Instruction>
Look below for the line with "# test: pointer marks the olive", and from there restate every line word for word until the entries end.

Supplied data>

[Begin]

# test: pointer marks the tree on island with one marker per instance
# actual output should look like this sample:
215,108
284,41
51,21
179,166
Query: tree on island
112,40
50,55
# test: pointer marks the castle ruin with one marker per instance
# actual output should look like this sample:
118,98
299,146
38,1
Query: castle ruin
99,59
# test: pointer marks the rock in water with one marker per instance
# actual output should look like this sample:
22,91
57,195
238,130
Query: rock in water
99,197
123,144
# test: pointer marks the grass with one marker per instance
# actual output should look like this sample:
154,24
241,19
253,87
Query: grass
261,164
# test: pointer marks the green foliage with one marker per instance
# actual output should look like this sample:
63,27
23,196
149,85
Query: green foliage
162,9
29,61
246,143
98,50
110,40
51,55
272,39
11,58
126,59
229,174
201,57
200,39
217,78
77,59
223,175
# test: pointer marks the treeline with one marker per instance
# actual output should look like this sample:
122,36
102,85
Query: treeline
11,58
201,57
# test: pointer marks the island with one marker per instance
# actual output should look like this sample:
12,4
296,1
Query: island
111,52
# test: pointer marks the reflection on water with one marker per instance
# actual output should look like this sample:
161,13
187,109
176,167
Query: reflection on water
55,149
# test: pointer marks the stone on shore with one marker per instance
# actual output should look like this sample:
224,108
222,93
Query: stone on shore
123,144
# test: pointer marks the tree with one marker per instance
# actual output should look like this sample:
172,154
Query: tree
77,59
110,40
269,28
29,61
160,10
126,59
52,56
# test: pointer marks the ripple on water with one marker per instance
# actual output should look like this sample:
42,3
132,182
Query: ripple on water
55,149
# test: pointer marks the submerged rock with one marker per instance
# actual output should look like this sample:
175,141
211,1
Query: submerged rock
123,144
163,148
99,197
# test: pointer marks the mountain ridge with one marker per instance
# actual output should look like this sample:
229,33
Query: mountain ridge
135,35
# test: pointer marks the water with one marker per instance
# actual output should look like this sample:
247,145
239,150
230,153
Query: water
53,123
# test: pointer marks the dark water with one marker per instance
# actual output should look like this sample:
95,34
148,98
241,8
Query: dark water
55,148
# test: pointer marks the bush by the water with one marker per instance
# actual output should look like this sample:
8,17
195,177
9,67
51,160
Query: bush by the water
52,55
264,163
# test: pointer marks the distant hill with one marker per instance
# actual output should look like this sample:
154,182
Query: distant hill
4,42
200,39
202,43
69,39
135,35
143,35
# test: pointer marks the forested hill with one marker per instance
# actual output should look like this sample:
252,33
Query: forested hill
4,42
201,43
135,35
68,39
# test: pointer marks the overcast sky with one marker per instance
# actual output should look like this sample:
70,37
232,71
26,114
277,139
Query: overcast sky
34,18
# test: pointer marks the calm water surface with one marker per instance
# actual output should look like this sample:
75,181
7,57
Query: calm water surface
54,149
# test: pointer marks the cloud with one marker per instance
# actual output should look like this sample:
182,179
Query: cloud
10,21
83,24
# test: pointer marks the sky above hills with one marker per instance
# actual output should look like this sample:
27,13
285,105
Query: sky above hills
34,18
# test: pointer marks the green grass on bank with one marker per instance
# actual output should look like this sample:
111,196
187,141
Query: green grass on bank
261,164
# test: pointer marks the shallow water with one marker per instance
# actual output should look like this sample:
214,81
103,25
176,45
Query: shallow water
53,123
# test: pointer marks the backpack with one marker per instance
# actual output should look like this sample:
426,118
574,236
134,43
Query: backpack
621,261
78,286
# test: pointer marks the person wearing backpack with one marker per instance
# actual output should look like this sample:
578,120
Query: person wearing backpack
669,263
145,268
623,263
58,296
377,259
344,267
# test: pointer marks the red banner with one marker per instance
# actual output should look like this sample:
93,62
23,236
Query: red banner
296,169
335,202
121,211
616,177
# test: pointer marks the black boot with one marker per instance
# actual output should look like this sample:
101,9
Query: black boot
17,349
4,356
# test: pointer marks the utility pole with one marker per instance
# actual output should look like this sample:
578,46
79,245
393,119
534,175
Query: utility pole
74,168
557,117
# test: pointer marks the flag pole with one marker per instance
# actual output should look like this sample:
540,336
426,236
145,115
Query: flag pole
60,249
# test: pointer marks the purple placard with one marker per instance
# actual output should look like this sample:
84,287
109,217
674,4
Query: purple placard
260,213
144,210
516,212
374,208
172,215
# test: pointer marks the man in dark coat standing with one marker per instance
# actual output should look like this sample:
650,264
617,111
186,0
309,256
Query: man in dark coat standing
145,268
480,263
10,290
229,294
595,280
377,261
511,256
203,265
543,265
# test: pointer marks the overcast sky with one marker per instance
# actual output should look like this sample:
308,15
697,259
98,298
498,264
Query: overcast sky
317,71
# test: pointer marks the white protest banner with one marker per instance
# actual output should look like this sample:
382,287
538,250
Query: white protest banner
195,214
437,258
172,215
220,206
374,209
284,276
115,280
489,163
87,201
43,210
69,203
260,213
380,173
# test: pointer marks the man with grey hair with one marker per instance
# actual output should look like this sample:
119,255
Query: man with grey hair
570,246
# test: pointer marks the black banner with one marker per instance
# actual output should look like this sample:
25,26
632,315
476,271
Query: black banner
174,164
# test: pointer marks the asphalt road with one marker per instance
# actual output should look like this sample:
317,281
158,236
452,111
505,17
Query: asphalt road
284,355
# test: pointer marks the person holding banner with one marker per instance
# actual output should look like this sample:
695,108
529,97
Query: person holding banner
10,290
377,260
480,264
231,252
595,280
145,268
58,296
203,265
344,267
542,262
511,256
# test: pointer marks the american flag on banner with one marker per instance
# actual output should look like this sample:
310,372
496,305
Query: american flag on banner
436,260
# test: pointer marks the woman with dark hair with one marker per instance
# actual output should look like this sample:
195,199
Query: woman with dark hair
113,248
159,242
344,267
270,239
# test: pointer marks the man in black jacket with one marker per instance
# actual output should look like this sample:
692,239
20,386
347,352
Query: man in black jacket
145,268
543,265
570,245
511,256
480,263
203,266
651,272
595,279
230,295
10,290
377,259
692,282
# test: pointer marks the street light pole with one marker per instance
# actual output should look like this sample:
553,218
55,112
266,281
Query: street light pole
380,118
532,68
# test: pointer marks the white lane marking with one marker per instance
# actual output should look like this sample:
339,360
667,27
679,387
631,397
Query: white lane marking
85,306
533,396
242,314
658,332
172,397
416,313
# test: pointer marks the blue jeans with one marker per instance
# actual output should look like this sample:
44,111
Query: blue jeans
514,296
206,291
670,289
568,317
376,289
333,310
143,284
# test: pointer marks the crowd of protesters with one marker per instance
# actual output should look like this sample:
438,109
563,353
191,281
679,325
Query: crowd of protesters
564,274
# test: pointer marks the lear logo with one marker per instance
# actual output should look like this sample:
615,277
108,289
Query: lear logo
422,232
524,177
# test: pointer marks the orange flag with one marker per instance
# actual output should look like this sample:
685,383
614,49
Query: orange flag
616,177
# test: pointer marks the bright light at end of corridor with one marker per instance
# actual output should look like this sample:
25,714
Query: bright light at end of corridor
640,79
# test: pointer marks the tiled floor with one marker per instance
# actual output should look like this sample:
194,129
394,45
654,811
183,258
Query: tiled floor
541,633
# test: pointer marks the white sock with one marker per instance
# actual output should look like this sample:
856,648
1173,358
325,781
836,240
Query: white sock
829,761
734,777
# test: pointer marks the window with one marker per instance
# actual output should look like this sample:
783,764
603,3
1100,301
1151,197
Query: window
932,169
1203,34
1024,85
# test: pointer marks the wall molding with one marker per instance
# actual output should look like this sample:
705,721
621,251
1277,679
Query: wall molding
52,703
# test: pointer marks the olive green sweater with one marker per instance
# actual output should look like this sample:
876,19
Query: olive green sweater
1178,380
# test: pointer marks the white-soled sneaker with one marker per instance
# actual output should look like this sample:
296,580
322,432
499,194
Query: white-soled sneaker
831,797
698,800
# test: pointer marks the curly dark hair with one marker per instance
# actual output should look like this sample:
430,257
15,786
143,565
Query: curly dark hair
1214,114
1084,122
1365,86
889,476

[End]

Right answer>
# test: pointer marks the olive green sweater with one marker per instance
# actual output should look like this sample:
876,19
Query: olive green sweater
1178,380
# test: pointer marks the white-soled sneaker with one marker per instance
# actual output should look like this sample:
296,580
322,432
499,194
Query: white-soled sneaker
831,797
698,800
# test: pointer marks the curly dark hair with one marker per instance
# actual output should look like this sample:
430,257
15,786
143,565
Query: curly dark hair
1214,114
1084,122
1365,86
889,476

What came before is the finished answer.